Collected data

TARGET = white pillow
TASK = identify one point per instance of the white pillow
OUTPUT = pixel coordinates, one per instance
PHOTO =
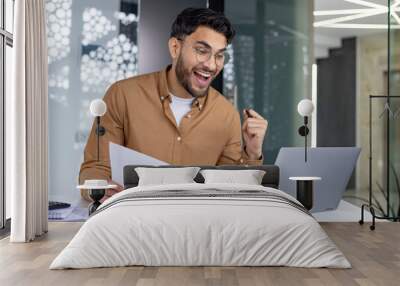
(248, 177)
(162, 176)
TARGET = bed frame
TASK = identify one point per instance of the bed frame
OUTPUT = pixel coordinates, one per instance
(270, 179)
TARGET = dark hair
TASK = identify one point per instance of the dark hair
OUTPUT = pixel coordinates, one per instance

- What you will do: Return every line of the listing above verbatim, leaving out the pictures.

- Exercise answer:
TARGET = white pillow
TASK = identify one point per instance of the white pillow
OUTPUT = pixel coordinates, one per instance
PHOTO =
(248, 177)
(162, 176)
TARGET = bed frame
TASK = identify one point per instance of the bed frame
OUTPUT = pixel coordinates, one per instance
(270, 179)
TARGET = dark hair
TASK = identify one point per instance of the dark hair
OUTPUT = pixel coordinates, one per instance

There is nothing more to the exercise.